TASK TO CARRY OUT - Render all of the data below as a numbered list of its lines, skipping any blank lines. Leave the pictures out of the answer.

EXTRACTED DATA -

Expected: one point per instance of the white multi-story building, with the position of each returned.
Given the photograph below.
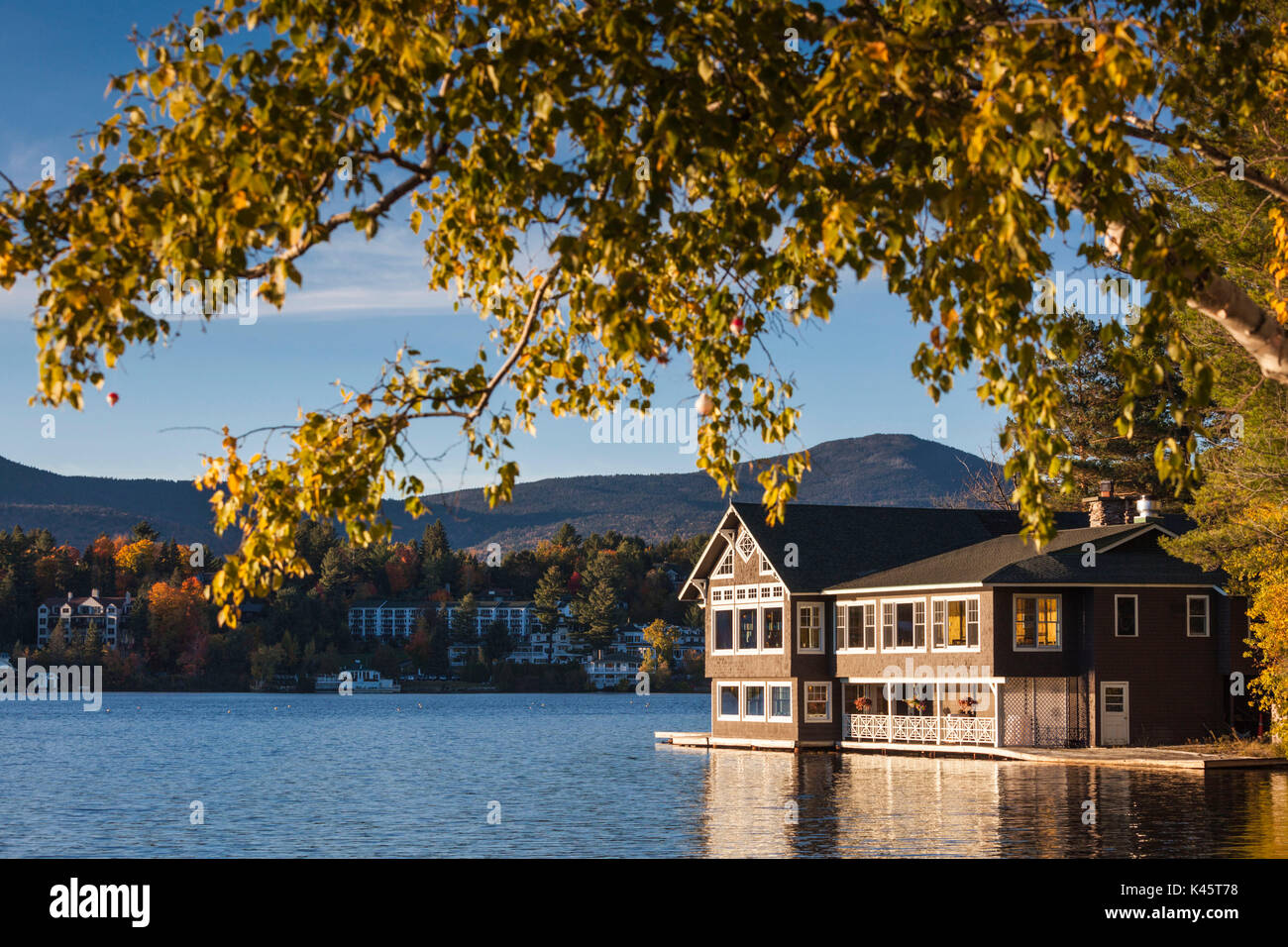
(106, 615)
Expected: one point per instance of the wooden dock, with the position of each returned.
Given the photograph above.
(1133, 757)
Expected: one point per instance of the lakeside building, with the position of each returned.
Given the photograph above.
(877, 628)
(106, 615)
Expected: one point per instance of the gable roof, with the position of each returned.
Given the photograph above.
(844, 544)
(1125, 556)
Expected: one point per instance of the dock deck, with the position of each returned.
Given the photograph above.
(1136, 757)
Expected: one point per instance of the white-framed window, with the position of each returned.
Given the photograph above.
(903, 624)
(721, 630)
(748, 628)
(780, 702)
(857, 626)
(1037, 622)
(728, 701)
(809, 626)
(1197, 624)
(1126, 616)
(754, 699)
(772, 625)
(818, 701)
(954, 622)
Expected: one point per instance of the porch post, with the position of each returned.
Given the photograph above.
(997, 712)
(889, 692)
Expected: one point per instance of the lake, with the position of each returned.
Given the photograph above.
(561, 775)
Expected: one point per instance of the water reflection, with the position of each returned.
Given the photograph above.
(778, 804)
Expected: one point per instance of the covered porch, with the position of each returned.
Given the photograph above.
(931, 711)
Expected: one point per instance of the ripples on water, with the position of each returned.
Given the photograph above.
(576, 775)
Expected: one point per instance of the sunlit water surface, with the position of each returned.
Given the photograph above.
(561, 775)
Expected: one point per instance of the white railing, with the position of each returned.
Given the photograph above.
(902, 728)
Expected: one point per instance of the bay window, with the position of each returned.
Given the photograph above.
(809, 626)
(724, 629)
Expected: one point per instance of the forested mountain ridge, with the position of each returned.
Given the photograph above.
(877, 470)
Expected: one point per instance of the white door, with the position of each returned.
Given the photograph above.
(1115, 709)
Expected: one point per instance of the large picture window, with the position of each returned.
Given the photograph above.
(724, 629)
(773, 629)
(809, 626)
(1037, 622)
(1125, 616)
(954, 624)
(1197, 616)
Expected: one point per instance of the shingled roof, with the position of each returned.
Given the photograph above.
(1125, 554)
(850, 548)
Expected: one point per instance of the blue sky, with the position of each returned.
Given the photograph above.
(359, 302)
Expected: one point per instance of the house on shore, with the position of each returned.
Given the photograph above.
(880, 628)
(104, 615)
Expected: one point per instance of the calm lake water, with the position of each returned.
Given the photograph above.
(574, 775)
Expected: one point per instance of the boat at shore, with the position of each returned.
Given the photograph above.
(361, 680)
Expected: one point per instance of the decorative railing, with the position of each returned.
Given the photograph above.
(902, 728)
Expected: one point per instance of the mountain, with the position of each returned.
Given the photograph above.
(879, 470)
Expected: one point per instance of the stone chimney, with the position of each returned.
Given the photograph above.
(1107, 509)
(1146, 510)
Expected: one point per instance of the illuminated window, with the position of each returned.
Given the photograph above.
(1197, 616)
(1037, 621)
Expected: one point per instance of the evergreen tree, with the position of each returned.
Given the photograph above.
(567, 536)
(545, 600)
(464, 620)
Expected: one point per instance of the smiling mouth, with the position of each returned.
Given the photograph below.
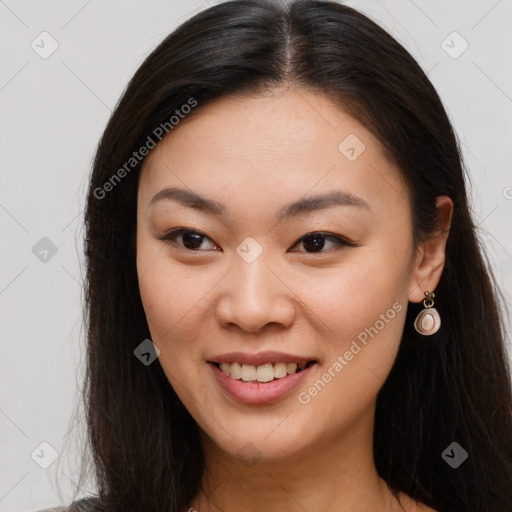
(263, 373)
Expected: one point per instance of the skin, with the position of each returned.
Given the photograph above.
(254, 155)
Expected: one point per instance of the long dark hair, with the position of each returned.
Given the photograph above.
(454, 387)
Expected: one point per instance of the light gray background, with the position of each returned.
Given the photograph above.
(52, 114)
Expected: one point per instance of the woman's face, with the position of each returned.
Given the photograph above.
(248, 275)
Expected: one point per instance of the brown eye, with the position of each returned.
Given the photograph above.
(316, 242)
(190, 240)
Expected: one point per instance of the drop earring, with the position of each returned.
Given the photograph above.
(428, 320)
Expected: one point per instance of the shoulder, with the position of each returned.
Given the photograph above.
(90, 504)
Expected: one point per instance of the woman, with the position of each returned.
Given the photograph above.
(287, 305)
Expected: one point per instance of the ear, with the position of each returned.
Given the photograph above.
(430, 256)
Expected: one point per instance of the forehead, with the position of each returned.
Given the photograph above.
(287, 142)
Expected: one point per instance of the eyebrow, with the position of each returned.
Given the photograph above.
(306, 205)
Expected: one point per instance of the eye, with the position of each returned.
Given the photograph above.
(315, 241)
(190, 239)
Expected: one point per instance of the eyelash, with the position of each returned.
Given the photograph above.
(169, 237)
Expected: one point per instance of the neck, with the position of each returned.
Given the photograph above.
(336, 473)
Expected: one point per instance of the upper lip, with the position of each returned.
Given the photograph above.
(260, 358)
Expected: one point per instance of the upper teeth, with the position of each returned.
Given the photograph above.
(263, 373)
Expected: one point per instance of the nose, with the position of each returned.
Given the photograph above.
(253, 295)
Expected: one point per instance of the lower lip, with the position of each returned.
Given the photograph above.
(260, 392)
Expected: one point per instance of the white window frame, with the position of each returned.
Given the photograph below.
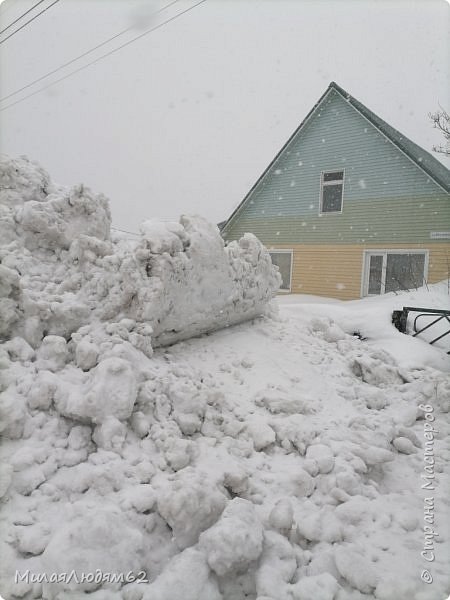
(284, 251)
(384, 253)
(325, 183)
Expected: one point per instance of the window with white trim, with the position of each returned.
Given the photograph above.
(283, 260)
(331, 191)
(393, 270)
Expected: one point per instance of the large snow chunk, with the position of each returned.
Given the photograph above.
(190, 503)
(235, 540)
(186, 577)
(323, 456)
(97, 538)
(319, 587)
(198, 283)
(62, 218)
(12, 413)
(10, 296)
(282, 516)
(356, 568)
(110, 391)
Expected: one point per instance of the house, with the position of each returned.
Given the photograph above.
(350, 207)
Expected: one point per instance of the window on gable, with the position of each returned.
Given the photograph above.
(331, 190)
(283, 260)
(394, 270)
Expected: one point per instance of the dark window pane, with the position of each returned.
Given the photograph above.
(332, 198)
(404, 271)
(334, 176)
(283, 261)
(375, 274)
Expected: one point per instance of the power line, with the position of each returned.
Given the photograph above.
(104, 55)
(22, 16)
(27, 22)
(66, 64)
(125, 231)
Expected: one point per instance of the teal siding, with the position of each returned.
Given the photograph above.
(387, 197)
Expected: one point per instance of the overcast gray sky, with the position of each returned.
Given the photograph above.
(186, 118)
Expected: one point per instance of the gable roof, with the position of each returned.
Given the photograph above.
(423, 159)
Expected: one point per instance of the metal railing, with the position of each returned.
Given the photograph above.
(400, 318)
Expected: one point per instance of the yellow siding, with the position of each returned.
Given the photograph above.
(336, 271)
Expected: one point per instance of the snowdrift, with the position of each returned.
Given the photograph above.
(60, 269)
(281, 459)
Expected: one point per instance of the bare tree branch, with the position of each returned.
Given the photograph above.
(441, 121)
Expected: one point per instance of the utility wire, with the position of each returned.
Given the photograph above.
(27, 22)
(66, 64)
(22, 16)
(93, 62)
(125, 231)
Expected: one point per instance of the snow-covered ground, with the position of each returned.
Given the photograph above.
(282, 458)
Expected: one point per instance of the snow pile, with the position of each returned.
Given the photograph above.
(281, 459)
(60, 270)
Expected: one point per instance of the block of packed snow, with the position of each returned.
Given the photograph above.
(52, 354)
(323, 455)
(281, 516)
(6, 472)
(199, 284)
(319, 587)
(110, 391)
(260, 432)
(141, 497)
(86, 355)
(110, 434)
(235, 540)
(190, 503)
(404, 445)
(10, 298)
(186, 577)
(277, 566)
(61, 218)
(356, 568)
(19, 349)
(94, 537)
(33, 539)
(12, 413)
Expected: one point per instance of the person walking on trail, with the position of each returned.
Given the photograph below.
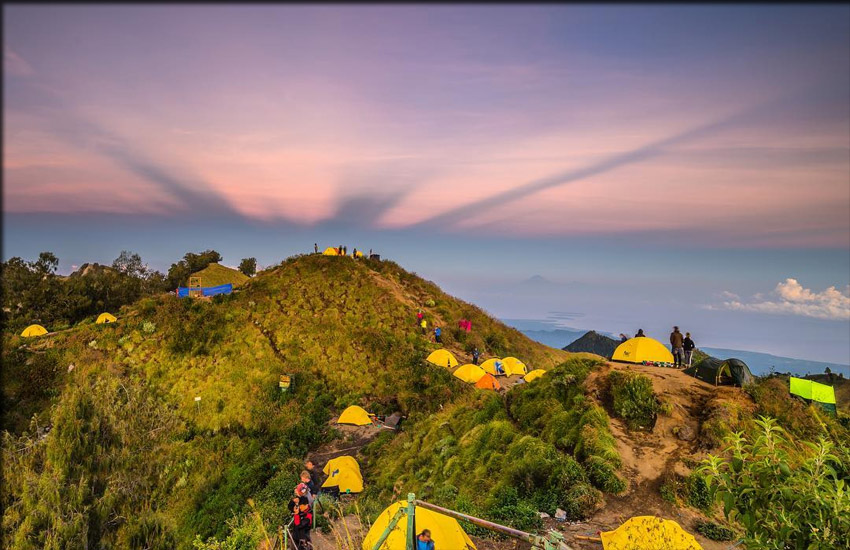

FINISHED TASK -
1. Expected: one point per instance of the white multi-story building, with the position of each returned.
2. Given the photograph below.
3. (106, 615)
4. Expected: one point per instance of the wooden dock, with the position of each returned.
5. Given the photograph above.
6. (1133, 757)
7. Expected: one point per instance of the lakeside building, with the position of each returned.
8. Given the photograph above.
9. (877, 628)
10. (106, 615)
11. Expected: one point per instance of the gable roof, with the position of each returned.
12. Given the photograph above.
13. (844, 544)
14. (1125, 556)
15. Expected: one point per instance of the dock deck, with the position of each returned.
16. Given the photograph above.
17. (1136, 757)
18. Expected: one point per instance of the white-framed window, with the position of each returned.
19. Given the photograph above.
20. (903, 624)
21. (721, 630)
22. (748, 628)
23. (780, 702)
24. (857, 626)
25. (1037, 622)
26. (728, 701)
27. (809, 626)
28. (1197, 624)
29. (1126, 616)
30. (754, 699)
31. (772, 625)
32. (818, 701)
33. (954, 622)
34. Expected: one point per instance of the porch post, with the position of each returned.
35. Given the photograph above.
36. (997, 712)
37. (889, 692)
38. Expected: one point per instance of the lake, with the position of each returned.
39. Given the photograph above.
40. (561, 775)
41. Expected: one point per instance of the water reflection, with the position of each returned.
42. Given the photograph above.
43. (778, 804)
44. Expected: one point per instance of the covered porch, with the position of each returned.
45. Given the photograph above.
46. (931, 711)
47. Expected: one point per instance of the ripples on water, with the position of each returned.
48. Given the photograph above.
49. (576, 775)
50. Expected: one point per instance of the sunlit water surface, with the position of each returned.
51. Given the photograph above.
52. (561, 775)
53. Expected: one point per instance of the white railing, with the position of each returned.
54. Given the photograph above.
55. (902, 728)
56. Expected: one point per instance of the bay window, with the position of each returned.
57. Given the photograph above.
58. (809, 626)
59. (724, 629)
60. Expected: one point per instance of the forested mountain ridge, with the position of each returned.
61. Given the photograph above.
62. (877, 470)
63. Expected: one point per instance of the white door, with the position of each returned.
64. Given the photograph above.
65. (1115, 709)
66. Expected: one point per instance of the large picture window, with the position of each returned.
67. Given the photograph above.
68. (724, 629)
69. (773, 629)
70. (809, 626)
71. (1037, 622)
72. (1125, 616)
73. (954, 624)
74. (1197, 616)
75. Expected: one point per instance of the shingled roof, with the position of each returned.
76. Given the photograph above.
77. (1125, 554)
78. (850, 548)
79. Expected: one point per instance of the blue sky, with the position of each returned.
80. Given the photograph above.
81. (359, 302)
82. Expected: one point per instance of the house on shore, with the position of each returned.
83. Given the photograph above.
84. (880, 628)
85. (104, 615)
86. Expected: one point per instance of the calm lake water, with the position of each returned.
87. Given the photograph above.
88. (574, 775)
89. Expected: one point per instance of the boat at shore, with the position of each returned.
90. Given the photograph above.
91. (361, 680)
92. Expected: one point per instance of the decorative railing, with the position of each returned.
93. Given the photograph above.
94. (902, 728)
95. Expected: one point per instance of the mountain, with the position of each returned.
96. Given the photograph above.
97. (879, 470)
98. Expected: one point per instance of the stone chimney, with the position of each returned.
99. Given the photograph above.
100. (1107, 509)
101. (1146, 510)
102. Expected: one point per instance of the illuminated window, with the position of each returned.
103. Given the photograph above.
104. (1197, 616)
105. (1037, 621)
106. Expected: one point per instance of the evergreen tree, with the position of each returned.
107. Given the photograph above.
108. (567, 536)
109. (545, 600)
110. (464, 620)
111. Expected: one point per instance of the smiling mouth, with the position of each returned.
112. Given the photograph below.
113. (263, 373)
114. Expected: one point per instance of the skin, with the position of each returned.
115. Given the photograph above.
116. (254, 155)
117. Expected: one point per instance of the long dark hair, with the position of each returned.
118. Given the photograph above.
119. (454, 387)
120. Expected: one point per instance of the light gray background, with the position of each returned.
121. Given the photograph above.
122. (52, 114)
123. Expected: one point per instance of the woman's face, with the position of each returned.
124. Given the photograph above.
125. (248, 275)
126. Expected: one point per instance of the brown eye, with the position of each returned.
127. Given the photograph above.
128. (316, 242)
129. (190, 240)
130. Expected: one point per instance of the drop earring, with the position of each returned.
131. Given the photograph above.
132. (428, 320)
133. Expected: one point per instance of the shoulder, with the position of each returned.
134. Given the photograph above.
135. (90, 504)
136. Expected: one point per instance of the woman, with the position of each returned.
137. Given the photograph above.
138. (287, 305)
139. Expected: one point per instance of the ear, with the position of each returned.
140. Given the photograph above.
141. (430, 256)
142. Expected: one point per instance of the forehead, with the position of each returned.
143. Given the photograph above.
144. (287, 142)
145. Expected: one point per instance of the eyebrow, with the position of each returned.
146. Given the photograph above.
147. (306, 205)
148. Expected: one point per instance of the eye, with the position of each returned.
149. Given the photograph above.
150. (315, 241)
151. (190, 239)
152. Expected: one point per instance of the eyelash, with the position of each returned.
153. Given the photograph above.
154. (169, 237)
155. Expected: one point per instance of the neck, with the position of each returned.
156. Given the photograph above.
157. (336, 473)
158. Expected: one point per instance of the upper lip, with the position of each returned.
159. Given the photograph above.
160. (260, 358)
161. Expected: one point per instance of the upper teeth, with the position of each returned.
162. Given the photograph above.
163. (263, 373)
164. Expected: one point per instance of the nose, with the position of each returned.
165. Given the photograph above.
166. (253, 295)
167. Expected: one point per instance of the lower lip, with the position of each returned.
168. Given the photograph above.
169. (260, 392)
170. Expected: one point per instance of the white window frame, with the position of each returned.
171. Given the photograph below.
172. (284, 251)
173. (384, 253)
174. (325, 183)
175. Expected: one point per instance of the window with white trim, with the position of each returned.
176. Given the photograph above.
177. (283, 260)
178. (331, 191)
179. (393, 270)
180. Expected: one point per instance of the large snow chunk, with the position of each returned.
181. Given the photograph above.
182. (190, 503)
183. (235, 540)
184. (186, 577)
185. (323, 456)
186. (97, 538)
187. (319, 587)
188. (198, 283)
189. (62, 218)
190. (12, 413)
191. (10, 296)
192. (282, 516)
193. (356, 568)
194. (110, 391)
195. Expected: one point per instance of the house, with the position of each returned.
196. Given the photograph above.
197. (350, 207)
198. Expected: one point per instance of the window on gable, with the position of each returned.
199. Given the photograph above.
200. (331, 190)
201. (283, 260)
202. (394, 270)
203. Expected: one point per instance of the dark window pane, with the position of each returned.
204. Given the photograph above.
205. (332, 198)
206. (404, 271)
207. (334, 176)
208. (283, 261)
209. (375, 274)
210. Expected: one point per instance of the power line, with the position of each returned.
211. Given the photograph above.
212. (104, 55)
213. (22, 16)
214. (27, 22)
215. (66, 64)
216. (125, 231)
217. Expected: one point per instance of the teal siding, with the position of each returned.
218. Given the photograph above.
219. (387, 197)
220. Expected: one point per instance of the overcast gray sky, with the position of each returned.
221. Given the photograph above.
222. (186, 118)
223. Expected: one point per instance of the gable roof, with the position of each returned.
224. Given the photograph above.
225. (423, 159)
226. Expected: one point per instance of the metal railing, with the position of each returned.
227. Given the photograph above.
228. (400, 318)
229. Expected: one point per instance of the yellow siding, with the position of each returned.
230. Given the photograph above.
231. (336, 271)
232. Expected: one point per instance of the snowdrift, with the position of each returned.
233. Given the photograph above.
234. (60, 269)
235. (281, 459)
236. Expected: one point per instance of the bare tree branch, with the position of each returned.
237. Given the photograph above.
238. (441, 121)
239. Expected: one point per instance of the utility wire, with the position of each returned.
240. Given the photograph above.
241. (27, 22)
242. (66, 64)
243. (22, 16)
244. (93, 62)
245. (125, 231)
246. Expected: one point per instance of the snow-covered ground, with the position of each returned.
247. Given the photograph above.
248. (282, 458)
249. Expected: one point per instance of the snow pile, with the position of each returned.
250. Given the photograph above.
251. (281, 459)
252. (60, 270)
253. Expected: one point per instance of the block of packed snow, with the position of each returned.
254. Given the photograph above.
255. (52, 354)
256. (323, 455)
257. (281, 516)
258. (6, 472)
259. (199, 284)
260. (319, 587)
261. (110, 391)
262. (260, 432)
263. (141, 497)
264. (86, 355)
265. (110, 434)
266. (235, 540)
267. (190, 503)
268. (404, 445)
269. (10, 298)
270. (186, 577)
271. (277, 566)
272. (61, 218)
273. (356, 568)
274. (19, 349)
275. (94, 537)
276. (33, 539)
277. (12, 413)
278. Expected: one point per instance of the person walking on trail, with the position of each returned.
279. Given the photograph below.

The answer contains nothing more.